PASSAGE TO READ
REMOTE APPEARANCES DECORUM!!!

Yet again, I received the most amount of responses on this topic. Lots of exclamation points were added to many comments. While Marcel Proust may hold the record for the longest book (1.5 million words, "Remembrance of Things Past"), I think we might get closer to "War and Peace" (587,000 words) by putting these comments together. Like before, I capitalize and bold this topic with exclamation points (and if the Daily Journal would let me underline it). So many responses were received on this big overall topic that I, again, broke them down into smaller subgroups to ensure that I covered every issue mentioned, and there were a lot of them.

While no one this time recommended "ban all remote appearances," my colleagues remain less than enthused with remote appearances overall and the users' conduct and approach to online appearances. But here is what the Bench generally says about remote appearances.   

PJs?

Most of you reading this article are well-educated. You attended four years of college (or more) and three years of law school (or more), took a grueling exam (the tougher took three days, just saying) to determine some level of competence in different areas of law, you are paid well, have a respectable profession (some would say) and most represent their clients competently. So, in the famous words of Frank Gorshin (he played The Riddler in the original Batman series), "Riddle me this...why do you think it is appropriate to appear for court in your pajamas still lying in your bed? I wish I could say that is the worst of it, but I have heard stories from colleagues near and far about what people are wearing on remote appearances, to name a few: Hawaiian shirts, t-shirts, no shirt at all, bathing suits, workout clothing and doing various activities which I won't even mention.

RECORDED INFORMATION
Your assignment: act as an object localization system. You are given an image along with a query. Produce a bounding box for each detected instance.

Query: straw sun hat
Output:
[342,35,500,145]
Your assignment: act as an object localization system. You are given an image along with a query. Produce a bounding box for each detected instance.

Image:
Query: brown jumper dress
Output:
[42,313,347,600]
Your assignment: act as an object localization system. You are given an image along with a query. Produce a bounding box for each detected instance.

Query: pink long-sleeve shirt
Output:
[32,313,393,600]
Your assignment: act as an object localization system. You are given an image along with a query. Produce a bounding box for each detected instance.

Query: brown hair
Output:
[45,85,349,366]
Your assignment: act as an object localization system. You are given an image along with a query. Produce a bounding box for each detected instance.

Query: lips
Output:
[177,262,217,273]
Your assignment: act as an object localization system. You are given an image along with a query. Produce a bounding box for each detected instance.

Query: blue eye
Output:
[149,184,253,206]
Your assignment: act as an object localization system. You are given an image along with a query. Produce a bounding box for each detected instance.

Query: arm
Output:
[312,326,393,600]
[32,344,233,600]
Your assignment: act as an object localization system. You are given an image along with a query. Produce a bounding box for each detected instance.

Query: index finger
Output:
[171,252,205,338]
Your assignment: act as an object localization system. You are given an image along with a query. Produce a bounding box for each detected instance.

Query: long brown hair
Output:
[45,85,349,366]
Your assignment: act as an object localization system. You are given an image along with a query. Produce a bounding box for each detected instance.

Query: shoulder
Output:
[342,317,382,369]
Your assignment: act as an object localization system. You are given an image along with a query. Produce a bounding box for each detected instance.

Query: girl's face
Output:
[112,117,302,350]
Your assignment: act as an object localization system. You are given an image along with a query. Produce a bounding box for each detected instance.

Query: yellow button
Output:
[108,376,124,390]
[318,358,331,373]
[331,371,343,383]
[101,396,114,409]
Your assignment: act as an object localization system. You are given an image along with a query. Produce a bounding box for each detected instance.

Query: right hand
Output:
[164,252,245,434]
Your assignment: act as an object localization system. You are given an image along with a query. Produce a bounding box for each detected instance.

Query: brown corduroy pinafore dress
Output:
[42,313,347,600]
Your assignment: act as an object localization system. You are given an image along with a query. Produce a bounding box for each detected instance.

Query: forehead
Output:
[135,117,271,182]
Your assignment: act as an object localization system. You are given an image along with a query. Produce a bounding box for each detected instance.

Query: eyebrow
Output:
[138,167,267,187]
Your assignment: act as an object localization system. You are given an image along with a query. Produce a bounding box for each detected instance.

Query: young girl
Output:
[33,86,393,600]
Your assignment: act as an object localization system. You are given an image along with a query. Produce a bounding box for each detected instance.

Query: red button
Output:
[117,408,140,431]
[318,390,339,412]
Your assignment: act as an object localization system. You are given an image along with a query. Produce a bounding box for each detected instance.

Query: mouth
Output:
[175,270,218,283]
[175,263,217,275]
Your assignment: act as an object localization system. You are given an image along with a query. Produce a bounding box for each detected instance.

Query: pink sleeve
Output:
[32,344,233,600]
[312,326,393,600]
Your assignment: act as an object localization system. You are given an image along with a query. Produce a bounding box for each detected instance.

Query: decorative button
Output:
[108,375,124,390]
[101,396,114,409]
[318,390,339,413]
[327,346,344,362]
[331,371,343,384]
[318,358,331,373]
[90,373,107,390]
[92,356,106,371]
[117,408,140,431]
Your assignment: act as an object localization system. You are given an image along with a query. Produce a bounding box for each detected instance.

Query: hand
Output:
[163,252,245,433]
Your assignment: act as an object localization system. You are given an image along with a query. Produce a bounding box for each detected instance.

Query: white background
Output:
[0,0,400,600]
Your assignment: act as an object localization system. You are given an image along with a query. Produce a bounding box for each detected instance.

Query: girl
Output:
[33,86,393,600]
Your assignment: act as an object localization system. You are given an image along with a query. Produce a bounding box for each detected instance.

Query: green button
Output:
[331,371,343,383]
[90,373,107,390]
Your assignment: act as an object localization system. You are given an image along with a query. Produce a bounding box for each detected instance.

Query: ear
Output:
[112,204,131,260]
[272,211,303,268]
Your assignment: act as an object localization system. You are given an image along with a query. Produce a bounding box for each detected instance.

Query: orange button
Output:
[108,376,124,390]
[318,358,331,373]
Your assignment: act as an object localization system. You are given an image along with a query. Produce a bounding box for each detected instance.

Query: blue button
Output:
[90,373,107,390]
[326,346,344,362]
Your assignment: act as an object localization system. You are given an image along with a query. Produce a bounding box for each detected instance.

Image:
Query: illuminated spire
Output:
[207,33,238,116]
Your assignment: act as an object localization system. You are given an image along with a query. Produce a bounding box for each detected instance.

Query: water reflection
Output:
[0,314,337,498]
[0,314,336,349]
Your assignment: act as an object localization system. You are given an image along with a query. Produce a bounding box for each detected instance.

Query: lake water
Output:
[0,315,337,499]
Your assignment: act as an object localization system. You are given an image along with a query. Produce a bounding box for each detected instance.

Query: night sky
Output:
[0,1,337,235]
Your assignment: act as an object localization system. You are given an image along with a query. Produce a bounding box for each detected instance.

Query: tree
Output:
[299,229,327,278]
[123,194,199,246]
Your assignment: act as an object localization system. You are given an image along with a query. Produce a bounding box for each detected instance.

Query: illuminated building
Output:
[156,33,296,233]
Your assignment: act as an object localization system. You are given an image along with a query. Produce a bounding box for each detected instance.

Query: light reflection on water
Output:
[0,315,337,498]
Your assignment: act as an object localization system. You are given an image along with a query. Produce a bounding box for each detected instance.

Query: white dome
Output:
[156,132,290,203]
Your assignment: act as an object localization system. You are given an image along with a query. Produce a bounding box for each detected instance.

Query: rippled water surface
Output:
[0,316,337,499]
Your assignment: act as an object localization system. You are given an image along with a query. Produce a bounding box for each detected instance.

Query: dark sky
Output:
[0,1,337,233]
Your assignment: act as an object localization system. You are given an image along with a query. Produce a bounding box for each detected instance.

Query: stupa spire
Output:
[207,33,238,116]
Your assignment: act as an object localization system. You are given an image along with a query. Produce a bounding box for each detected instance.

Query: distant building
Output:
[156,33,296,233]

WHAT YOU WILL DO
- a) Decide whether each statement agrees with the column on remote appearances, giving yes or no and quoting the column's deciding words. (i) Frank Gorshin played The Riddler in the original Batman series. (ii) The many responses were split into smaller subgroups. (iii) The tougher exam lasted two days.
- b) Gather every line of the rows above that contains the string "pink". Case counts.

TASK-BY-TASK SOLUTIONS
- a)
(i) Yes: "he played The Riddler in the original Batman series"
(ii) Yes: "broke them down into smaller subgroups"
(iii) No: "the tougher took three days"

- b)
Query: pink long-sleeve shirt
Query: pink sleeve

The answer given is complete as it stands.